Mid-Life Cycling

Mid-Life Cycling

25 May 2017

I Will Tell You More...

Today I am going to explain something.

No, not the conspiracy Great Girl Conspiracy in yesterday's post.  Or quantum mechanics.  Or, for that matter, why the other line moves faster.

Instead, I'm going to talk about something far more mundane--at least, to almost everybody in the world but me.  I am going to tell you, now, about Helene.


Last week, I stripped her.  And shipped her.  Soon she will be in her new home, with a rider who will, I hope, appreciate her more than I did.

There was nothing wrong with her as a bike.  In fact, I liked her quite a lot.  I just didn't ride her much, at least after the first year or two I had her.  

You see, when I ordered her from Mercian, they had stopped making mixte frames with the twin-lateral "top" tubes because Reynolds--which makes the tubing used to build most Mercian frames--stopped producing those skinny frame members.  So, wanting a ladies' Mercian to go with my other Mercians, I ordered the "traditional" style frame, with a single top tube that slanted downward.

• • • •

QUESTIONS TO ANSWER ▸
1/ For the cycling post, state whether each of the following agrees with it: (a) the writer shipped Helene last week; (b) Helene had something wrong with her as a bike; (c) Helene's frame has twin-lateral top tubes. Answer yes or no for each, quoting the words of the cycling post that decide it.
2/ Write the next few sentences of the cycling post, picking up after its final sentence.

• • • •

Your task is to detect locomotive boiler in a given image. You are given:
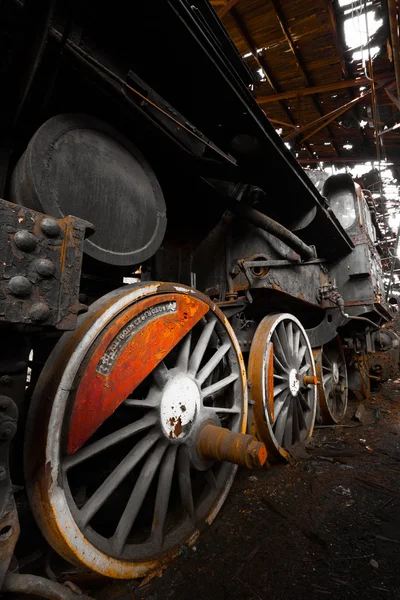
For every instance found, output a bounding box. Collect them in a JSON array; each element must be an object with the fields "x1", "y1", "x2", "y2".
[{"x1": 0, "y1": 0, "x2": 399, "y2": 598}]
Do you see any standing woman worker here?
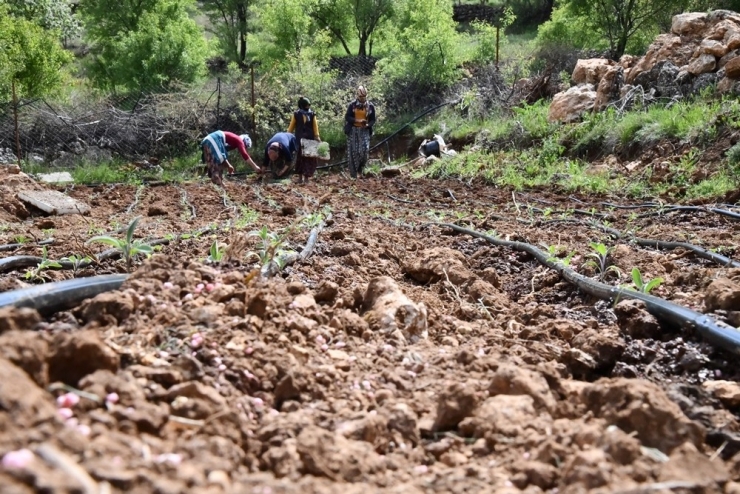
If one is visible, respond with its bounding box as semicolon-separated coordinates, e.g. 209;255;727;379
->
344;86;375;178
200;130;262;187
288;96;321;184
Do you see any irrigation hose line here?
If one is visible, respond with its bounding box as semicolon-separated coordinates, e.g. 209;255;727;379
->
0;274;128;314
432;223;740;354
594;224;740;268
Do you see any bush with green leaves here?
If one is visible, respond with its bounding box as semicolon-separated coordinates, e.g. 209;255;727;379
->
85;216;154;272
584;242;622;281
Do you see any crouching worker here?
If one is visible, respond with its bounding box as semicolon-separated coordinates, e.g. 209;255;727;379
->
411;134;457;166
200;130;262;187
288;96;321;184
263;132;298;178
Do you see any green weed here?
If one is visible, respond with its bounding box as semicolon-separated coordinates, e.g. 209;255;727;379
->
85;216;153;272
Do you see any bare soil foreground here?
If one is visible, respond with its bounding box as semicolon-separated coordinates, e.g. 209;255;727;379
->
0;174;740;494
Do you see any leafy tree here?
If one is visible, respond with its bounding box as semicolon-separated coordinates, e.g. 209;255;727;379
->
0;5;72;101
83;0;208;91
558;0;687;59
310;0;395;56
0;4;72;160
203;0;251;67
0;0;80;39
255;0;315;59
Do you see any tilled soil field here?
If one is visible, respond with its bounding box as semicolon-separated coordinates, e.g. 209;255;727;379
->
0;168;740;494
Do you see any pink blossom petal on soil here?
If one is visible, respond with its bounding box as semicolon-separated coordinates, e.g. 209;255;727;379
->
3;448;34;469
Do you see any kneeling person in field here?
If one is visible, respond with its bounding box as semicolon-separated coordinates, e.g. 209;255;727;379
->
263;132;298;178
200;130;262;187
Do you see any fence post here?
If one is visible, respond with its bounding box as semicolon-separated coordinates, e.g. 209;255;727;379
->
216;77;221;129
249;62;257;135
11;79;21;166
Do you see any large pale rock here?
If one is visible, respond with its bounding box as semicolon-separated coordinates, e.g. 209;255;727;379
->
362;276;428;342
705;19;738;41
572;58;616;86
594;65;624;111
488;364;556;413
547;84;597;123
687;53;717;75
702;381;740;407
581;379;705;453
724;29;740;51
671;12;709;38
717;48;740;69
625;34;699;84
401;247;476;286
698;39;729;58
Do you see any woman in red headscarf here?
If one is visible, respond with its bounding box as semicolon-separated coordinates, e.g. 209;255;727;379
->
344;86;375;178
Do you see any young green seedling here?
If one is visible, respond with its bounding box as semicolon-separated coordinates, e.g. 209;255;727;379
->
632;267;663;293
208;240;224;262
60;254;92;278
585;242;622;281
24;246;62;283
85;216;154;271
249;226;291;269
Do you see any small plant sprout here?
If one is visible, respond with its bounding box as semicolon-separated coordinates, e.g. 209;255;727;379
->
249;226;291;269
234;204;260;230
60;254;92;277
24;246;62;282
85;216;154;271
585;242;622;281
632;267;663;293
208;240;224;262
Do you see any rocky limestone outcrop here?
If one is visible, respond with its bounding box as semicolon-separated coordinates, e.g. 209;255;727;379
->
548;10;740;123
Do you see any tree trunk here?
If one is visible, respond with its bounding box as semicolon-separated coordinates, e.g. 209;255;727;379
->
237;5;247;65
12;79;21;166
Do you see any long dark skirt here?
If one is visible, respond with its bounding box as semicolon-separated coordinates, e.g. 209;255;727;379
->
347;127;370;178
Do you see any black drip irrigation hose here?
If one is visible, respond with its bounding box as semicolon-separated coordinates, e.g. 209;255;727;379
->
0;238;54;252
433;223;740;354
594;224;740;268
637;206;740;220
0;274;128;314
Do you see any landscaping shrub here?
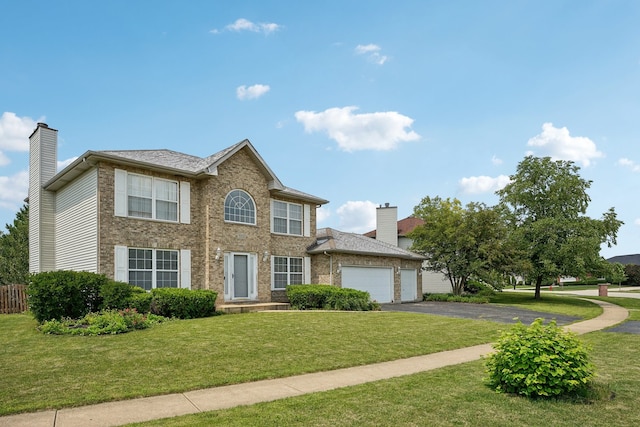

• • • •

RESULTS OF THE TASKS ▸
1/
(a) Yes: "Last week, I stripped her.  And shipped her."
(b) No: "There was nothing wrong with her as a bike."
(c) No: "with a single top tube that slanted downward."

2/
Then, about a year later, I came across Vera--an older Miss Mercian with the twin tubes.  Women's and mixte frames tend not to have very high resale values; even so, Vera's price was less than I expected.  


The rest is history, as they say.  Vera became my commuter when I had a longer commute because she has a stable and comfortable, but still responsive, ride.  Also:  Who doesn't like the look of a twin-tube mixte?  If I do say so myself, it is a stylish ride--and, of course, style is one of the reasons I wanted to have a nice mixte (or ladies') bike.

Not that Helene doesn't have style.  But Vera has more of the style, as well as the ride, I want from my mixte.  Helene, in contrast, rides a bit more like a road bike.

Anyway, aside from disuse, there is another reason I stripped and sold Helene:  I've ordered another Mercian.

Why?, you ask.  Well, if you've been reading this blog, you know I'm something of a Mercian aficionado.  I don't believe I can have too many Mercians; I know I can only have enough time to ride but so many of them (or any other bike) and space to keep them.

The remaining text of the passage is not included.